● Polecenie: Skopiuj bez żadnych zmian wszystkie poniższe rekordy, wiersz po wierszu.

● Dostarczony materiał:
═══

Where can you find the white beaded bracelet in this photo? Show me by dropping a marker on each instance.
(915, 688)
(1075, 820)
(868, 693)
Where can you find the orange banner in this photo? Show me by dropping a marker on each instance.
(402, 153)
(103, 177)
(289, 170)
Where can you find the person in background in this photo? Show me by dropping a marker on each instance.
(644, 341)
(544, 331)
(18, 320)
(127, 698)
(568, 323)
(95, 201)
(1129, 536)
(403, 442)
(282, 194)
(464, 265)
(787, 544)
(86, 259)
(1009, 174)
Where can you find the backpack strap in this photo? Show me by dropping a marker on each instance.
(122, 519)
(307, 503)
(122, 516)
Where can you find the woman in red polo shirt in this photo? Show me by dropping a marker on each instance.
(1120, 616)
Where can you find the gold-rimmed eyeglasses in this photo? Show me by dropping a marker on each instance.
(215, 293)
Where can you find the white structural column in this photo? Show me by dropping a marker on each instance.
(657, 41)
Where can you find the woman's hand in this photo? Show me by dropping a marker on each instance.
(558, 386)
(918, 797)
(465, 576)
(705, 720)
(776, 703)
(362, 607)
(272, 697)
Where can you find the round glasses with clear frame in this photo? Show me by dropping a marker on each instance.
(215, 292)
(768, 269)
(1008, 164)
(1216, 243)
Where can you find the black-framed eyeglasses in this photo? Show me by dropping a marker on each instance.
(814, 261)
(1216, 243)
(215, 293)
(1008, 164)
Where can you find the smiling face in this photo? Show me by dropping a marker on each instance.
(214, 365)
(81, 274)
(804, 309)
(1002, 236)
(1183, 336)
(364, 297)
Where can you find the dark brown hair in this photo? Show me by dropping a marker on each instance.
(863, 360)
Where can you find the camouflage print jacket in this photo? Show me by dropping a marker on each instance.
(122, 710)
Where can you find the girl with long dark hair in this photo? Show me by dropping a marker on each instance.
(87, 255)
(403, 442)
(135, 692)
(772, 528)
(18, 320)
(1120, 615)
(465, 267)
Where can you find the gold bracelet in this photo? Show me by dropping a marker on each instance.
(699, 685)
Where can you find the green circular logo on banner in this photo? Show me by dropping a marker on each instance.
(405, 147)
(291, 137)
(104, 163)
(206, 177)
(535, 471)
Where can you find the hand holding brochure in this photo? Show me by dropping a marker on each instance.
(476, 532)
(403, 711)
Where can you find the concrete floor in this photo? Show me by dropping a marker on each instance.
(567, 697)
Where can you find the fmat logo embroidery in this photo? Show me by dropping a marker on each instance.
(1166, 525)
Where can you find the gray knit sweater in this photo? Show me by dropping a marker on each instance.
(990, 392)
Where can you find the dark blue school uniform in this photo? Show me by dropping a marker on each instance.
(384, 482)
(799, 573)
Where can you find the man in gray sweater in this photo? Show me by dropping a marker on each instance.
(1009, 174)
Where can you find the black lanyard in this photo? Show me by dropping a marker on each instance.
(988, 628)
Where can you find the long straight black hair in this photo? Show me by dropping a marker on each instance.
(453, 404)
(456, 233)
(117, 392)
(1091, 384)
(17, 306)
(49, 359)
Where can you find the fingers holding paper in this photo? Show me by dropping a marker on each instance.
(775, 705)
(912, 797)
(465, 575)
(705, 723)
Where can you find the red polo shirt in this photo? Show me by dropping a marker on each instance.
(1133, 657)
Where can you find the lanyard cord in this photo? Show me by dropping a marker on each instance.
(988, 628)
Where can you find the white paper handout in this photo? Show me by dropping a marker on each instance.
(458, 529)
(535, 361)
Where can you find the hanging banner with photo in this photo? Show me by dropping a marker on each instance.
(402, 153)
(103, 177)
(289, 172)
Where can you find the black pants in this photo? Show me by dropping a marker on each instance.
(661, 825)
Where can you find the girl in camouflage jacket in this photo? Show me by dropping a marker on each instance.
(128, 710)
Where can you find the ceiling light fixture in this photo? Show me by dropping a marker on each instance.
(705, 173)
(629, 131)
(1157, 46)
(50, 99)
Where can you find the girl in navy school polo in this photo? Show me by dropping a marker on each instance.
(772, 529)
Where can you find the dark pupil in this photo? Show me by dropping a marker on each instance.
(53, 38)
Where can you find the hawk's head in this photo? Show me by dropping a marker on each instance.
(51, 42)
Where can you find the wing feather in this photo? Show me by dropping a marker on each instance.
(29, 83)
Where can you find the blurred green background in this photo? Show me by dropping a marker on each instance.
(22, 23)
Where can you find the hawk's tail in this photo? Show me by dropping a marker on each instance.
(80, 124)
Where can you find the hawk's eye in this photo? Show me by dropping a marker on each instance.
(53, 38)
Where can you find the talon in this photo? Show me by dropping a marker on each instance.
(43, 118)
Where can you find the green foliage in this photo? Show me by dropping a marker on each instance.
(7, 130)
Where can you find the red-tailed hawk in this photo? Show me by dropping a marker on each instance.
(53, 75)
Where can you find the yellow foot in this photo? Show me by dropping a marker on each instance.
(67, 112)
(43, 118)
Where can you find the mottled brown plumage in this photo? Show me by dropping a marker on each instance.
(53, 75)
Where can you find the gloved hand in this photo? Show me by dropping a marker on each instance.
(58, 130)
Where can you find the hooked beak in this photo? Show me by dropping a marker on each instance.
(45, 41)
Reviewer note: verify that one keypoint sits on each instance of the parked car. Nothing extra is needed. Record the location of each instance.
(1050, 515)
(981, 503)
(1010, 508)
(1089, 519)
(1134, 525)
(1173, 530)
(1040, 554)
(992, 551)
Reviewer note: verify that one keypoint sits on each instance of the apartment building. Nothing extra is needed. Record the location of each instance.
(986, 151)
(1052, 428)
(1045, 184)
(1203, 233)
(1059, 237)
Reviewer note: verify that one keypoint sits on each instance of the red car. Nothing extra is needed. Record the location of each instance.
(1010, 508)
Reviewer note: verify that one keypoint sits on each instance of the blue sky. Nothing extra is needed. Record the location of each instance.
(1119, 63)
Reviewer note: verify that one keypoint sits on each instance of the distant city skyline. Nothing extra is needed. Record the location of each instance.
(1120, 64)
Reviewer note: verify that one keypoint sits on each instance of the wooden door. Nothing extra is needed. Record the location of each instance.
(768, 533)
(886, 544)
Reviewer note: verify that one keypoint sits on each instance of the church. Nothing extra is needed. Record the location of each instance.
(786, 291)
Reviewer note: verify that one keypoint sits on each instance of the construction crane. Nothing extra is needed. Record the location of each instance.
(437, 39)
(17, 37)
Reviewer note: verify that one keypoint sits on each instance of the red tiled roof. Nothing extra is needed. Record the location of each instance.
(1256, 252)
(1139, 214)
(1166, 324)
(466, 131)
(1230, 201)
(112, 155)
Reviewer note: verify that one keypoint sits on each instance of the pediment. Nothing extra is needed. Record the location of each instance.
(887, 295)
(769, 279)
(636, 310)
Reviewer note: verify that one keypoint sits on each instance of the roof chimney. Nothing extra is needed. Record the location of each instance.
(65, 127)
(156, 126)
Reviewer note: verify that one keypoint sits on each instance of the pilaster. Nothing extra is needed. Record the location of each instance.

═══

● Wynik ćwiczenia:
Where can you find the white beaded bracelet in this photo? Show me by dropping a marker on each instance.
(915, 688)
(1075, 820)
(868, 693)
Where can you find the orange banner in this photo? Show me by dropping a marker on each instance.
(402, 153)
(103, 177)
(289, 170)
Where can you find the person in background in this photo? Show me by dropping a marker on each instance.
(644, 341)
(544, 331)
(18, 320)
(127, 698)
(568, 323)
(95, 201)
(1129, 536)
(403, 442)
(282, 194)
(464, 265)
(787, 544)
(86, 259)
(1009, 174)
Where can you find the backpack strap in this photo? Show me by dropping a marker on each instance.
(122, 519)
(307, 503)
(122, 516)
Where can you find the woman in red polo shirt in this photo? Show me by dropping a marker on each instance.
(1120, 616)
Where can you find the gold-rimmed eyeglasses in this photo? Show me by dropping a marker on each instance.
(215, 293)
Where can you find the white structural column in this photo? Show me by dropping a marker on each instance.
(657, 41)
Where can you find the woman's hand in this photo? Show me by dropping a marker on each instance.
(558, 386)
(918, 797)
(465, 576)
(705, 720)
(776, 703)
(362, 607)
(272, 697)
Where can you find the round glasses with clear frame in this photo? Show me by dropping a marker on each instance.
(215, 292)
(768, 269)
(1008, 164)
(1216, 243)
Where can you find the black-framed eyeglasses in this photo? Show me by dropping a marker on each instance.
(814, 261)
(1216, 243)
(215, 293)
(1008, 164)
Where can you find the smiling face in this photo? Show me by dropping a marker on each instance.
(214, 365)
(81, 274)
(804, 309)
(1002, 236)
(1183, 336)
(364, 297)
Where can you find the dark brown hair in this photo? Show me by dropping a marker on each instance.
(863, 360)
Where can you find the camouflage print jacket in this photo? Show me by dropping a marker on each instance.
(122, 710)
Where can you find the girl with long dark hair in this photo? Show me by dropping a marker on each instance.
(87, 255)
(403, 442)
(135, 692)
(772, 528)
(18, 320)
(1120, 615)
(465, 267)
Where can you find the gold bracelet in this photo? Show me by dropping a marker on each instance.
(699, 685)
Where can you find the green circular logo on banner in this photo? Show me by dropping a marker on each instance.
(405, 147)
(291, 137)
(104, 163)
(206, 177)
(535, 471)
Where can you find the hand holding brochure in this photo? Show me by dropping a marker on each instance.
(476, 532)
(403, 711)
Where can you find the concrete floor in this photo? Show me by dropping a marker on each instance.
(567, 697)
Where can you find the fmat logo embroidery in this photo? Show me by dropping a marker on each instance.
(1166, 525)
Where can you find the gray knit sweater in this photo? Show me by dropping a marker on each instance.
(990, 392)
Where can you find the dark blue school uniform in this photo? Show me by dropping a marker on each instance.
(384, 482)
(799, 573)
Where can you find the man in gray sweater in this photo? Show me by dropping a marker on each instance.
(1009, 174)
Where can you find the black lanyard in this photo? Show me by dropping a marker on each instance.
(988, 628)
Where can you find the long straight black hair in this photo? Show me by dropping a marker on each instance.
(453, 404)
(456, 233)
(117, 392)
(1091, 384)
(17, 306)
(49, 359)
Where can you find the fingers holding paper in this photo? Show me by dropping a marker on each instance.
(775, 705)
(912, 797)
(465, 575)
(705, 723)
Where can you find the red polo shirt in this photo? Show me by dropping a marker on each instance.
(1133, 657)
Where can you find the lanyard cord in this photo? Show me by dropping a marker on each instance.
(988, 628)
Where can you find the white paper handout in this photo? Show me by dropping a marker on each instance.
(458, 529)
(535, 361)
Where can you find the hanging banner with photo in this photo? Show me by dropping a marker on each instance.
(402, 153)
(103, 177)
(289, 172)
Where can you find the black pants in this photo? Show me by dropping a marker on each instance.
(661, 825)
Where can you find the girl in camouflage jacket in this photo? Show me by dropping a marker on each instance.
(128, 710)
Where can you find the ceiling light fixture in this photo? Show me by dropping a marker on each instance.
(705, 173)
(629, 131)
(1157, 46)
(50, 99)
Where can you find the girl in navy school polo in this photo? Show me by dropping a marker on each instance.
(772, 529)
Where can you find the dark pupil in this photo? Show me by dropping a marker on each instance.
(53, 38)
Where can you find the hawk's head in this photo? Show me by dropping a marker on each instance.
(51, 42)
Where can you find the wing feather in this photo? Show me by dropping a marker on each instance.
(29, 83)
Where can you find the blurred green background in this photo? Show me by dropping a marker on each instance.
(22, 23)
Where can you find the hawk's tail in this photo? Show me by dropping a marker on each instance.
(80, 124)
Where can you find the hawk's eye in this photo? Show me by dropping a marker on each instance.
(53, 38)
Where can you find the talon in this photo? Show me by dropping a marker on each instance.
(43, 118)
Where can you find the green foliage in this photo? Show me by dropping a marker on each instance.
(7, 130)
Where can you find the red-tailed hawk in this photo? Show me by dropping a marker on each instance.
(53, 75)
Where can you find the yellow foot in this photo? Show me by dropping a marker on each instance.
(67, 112)
(43, 118)
Where can you find the mottled brown plumage in this photo? Show me by dropping a marker on each instance.
(53, 75)
Where can you find the gloved hand in this photo? Show me by dropping a marker on each instance.
(58, 130)
Where can you find the hooked beak in this photo? Show me by dropping a marker on each instance.
(45, 41)
Reviewer note: verify that one keypoint sits on each instance of the parked car. Nothing extra is needed. Record the location of each instance.
(1050, 515)
(981, 503)
(1010, 508)
(1089, 519)
(1134, 525)
(1173, 530)
(1040, 554)
(992, 551)
Reviewer note: verify that one keypoint sits on each instance of the apartment building. Nothing extra is needed. Record the location of each instance.
(986, 151)
(1052, 428)
(1045, 184)
(1203, 233)
(1059, 237)
Reviewer note: verify that one keypoint sits on each instance of the red car. Nothing extra is needed. Record the location of each instance.
(1010, 508)
Reviewer note: verify that one keypoint sits on each instance of the blue sky. Nothing extra is needed. Record the location of each instance.
(1119, 63)
Reviewer note: verify that one keypoint sits on each instance of the distant city skyline. Nothing extra is needed. Record the location of each instance.
(1120, 64)
Reviewer note: verify that one keypoint sits on each instance of the wooden door. Nothing extra is needed. Record the location of each instance.
(768, 533)
(886, 544)
Reviewer note: verify that one keypoint sits on each instance of the church. Nothing extra is needed. Record the location of each instance.
(786, 291)
Reviewer note: verify that one keypoint sits on each instance of the construction crane. Nothing extra is needed. Record the location of each instance.
(437, 39)
(17, 37)
Reviewer note: verify that one keypoint sits on each instance of the red tiled roof. Nothing extra is needed. Record the location of each instance.
(1256, 252)
(1139, 214)
(1166, 324)
(466, 131)
(1230, 201)
(112, 155)
Reviewer note: verify that one keypoint sits on each instance of the pediment. Nothing extra is needed. Record the location of each instance.
(887, 295)
(769, 279)
(636, 310)
Reviewer note: verify that one keypoint sits on each instance of the roof chimney. Nothing extra is needed. Record the location of each instance.
(65, 127)
(156, 126)
Reviewer note: verify that one keypoint sits on each instance of the pilaster. Nothing extra is needed. Record the location of each instance.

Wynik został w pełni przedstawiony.